## Task details
Copy out the rows below, switching "paving stone pattern" to "cobblestone pattern" wherever it occurs and keeping everything else the same.

Annotation dataset entries:
****
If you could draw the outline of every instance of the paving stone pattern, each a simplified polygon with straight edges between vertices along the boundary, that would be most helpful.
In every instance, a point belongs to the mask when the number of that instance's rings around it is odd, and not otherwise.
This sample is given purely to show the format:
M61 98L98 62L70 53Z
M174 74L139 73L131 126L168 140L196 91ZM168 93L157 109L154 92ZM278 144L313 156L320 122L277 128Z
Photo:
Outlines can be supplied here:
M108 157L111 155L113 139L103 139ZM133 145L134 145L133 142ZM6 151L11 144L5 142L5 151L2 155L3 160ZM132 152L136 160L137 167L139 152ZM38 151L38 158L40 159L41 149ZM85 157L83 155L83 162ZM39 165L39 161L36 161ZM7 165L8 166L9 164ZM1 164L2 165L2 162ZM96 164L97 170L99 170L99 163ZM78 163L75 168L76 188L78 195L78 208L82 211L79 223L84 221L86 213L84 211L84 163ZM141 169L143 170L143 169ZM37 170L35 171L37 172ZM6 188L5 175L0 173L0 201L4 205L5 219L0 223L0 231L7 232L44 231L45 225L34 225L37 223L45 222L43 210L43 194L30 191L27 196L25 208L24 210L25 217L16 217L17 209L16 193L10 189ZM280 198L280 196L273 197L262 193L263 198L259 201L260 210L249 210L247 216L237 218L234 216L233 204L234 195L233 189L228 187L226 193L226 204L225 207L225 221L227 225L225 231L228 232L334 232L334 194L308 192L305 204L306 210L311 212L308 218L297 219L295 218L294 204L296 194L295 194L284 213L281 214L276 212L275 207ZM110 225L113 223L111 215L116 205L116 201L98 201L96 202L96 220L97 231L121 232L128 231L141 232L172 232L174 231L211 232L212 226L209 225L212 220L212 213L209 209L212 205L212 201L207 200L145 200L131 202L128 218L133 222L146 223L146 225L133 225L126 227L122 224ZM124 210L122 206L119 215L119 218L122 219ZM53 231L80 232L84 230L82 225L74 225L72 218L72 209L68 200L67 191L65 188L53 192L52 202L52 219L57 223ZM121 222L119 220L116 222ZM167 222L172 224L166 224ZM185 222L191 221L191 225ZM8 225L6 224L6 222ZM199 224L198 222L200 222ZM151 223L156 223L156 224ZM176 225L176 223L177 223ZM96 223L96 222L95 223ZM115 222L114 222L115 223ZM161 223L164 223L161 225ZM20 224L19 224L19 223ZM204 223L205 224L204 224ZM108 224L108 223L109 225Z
****
## Answer for the task
If you could draw the outline of every instance of the cobblestone pattern, each a simplified polygon with straight edges between vertices along the boundary, that would be most helpful.
In every instance, a point belongs to the mask when the number of that instance's rings around it is odd, and not otherwise.
This sample is given purely to show the format:
M61 98L98 62L70 53Z
M174 74L139 73L131 126L168 140L196 91ZM168 93L157 109L154 92ZM278 144L313 156L320 122L277 128Z
Photo:
Outlines can be supplied here:
M108 157L111 155L113 139L103 139ZM133 145L134 145L133 142ZM6 151L11 144L5 142L5 151L2 155L3 160ZM132 152L136 160L137 167L139 152ZM38 151L38 158L40 159L41 149ZM85 157L83 155L83 162ZM39 165L39 161L36 161ZM7 165L8 166L9 164ZM1 164L2 165L2 162ZM96 164L97 170L99 170L99 163ZM78 163L75 168L76 188L78 195L78 208L82 211L79 223L84 221L86 213L84 211L84 163ZM141 169L143 170L143 169ZM37 170L35 171L37 172ZM6 188L5 175L0 173L0 201L4 205L5 219L0 223L0 231L7 232L44 231L45 225L34 225L37 223L45 222L43 210L43 194L30 191L27 196L25 208L24 210L25 217L16 217L17 209L16 193L10 189ZM280 198L280 196L273 197L262 193L263 198L259 201L260 210L249 210L247 216L237 218L234 216L233 204L234 195L233 189L228 187L226 193L226 204L225 207L225 221L227 225L225 231L228 232L334 232L334 194L308 192L305 204L306 210L311 212L308 218L297 219L295 218L294 204L296 194L295 194L284 213L281 214L276 212L275 207ZM110 225L113 223L111 215L116 205L116 201L98 201L96 202L96 220L97 231L121 232L128 231L141 232L172 232L174 231L211 232L212 226L209 225L212 220L212 213L209 209L212 205L212 201L207 200L145 200L131 202L128 218L133 222L146 223L146 225L133 225L126 227L122 224ZM124 210L122 206L119 215L119 218L122 219ZM53 231L80 232L84 230L82 225L74 225L72 218L72 209L68 200L67 191L65 188L53 192L52 202L52 219L57 223ZM121 222L119 220L116 222ZM167 222L172 224L166 224ZM185 222L191 221L191 225ZM8 225L6 224L6 222ZM199 224L198 222L200 222ZM151 223L156 223L156 224ZM176 225L176 223L177 223ZM96 223L96 222L95 223ZM115 222L114 222L115 223ZM161 223L164 223L161 225ZM20 224L19 224L19 223ZM204 223L205 224L204 224ZM108 224L108 223L109 225Z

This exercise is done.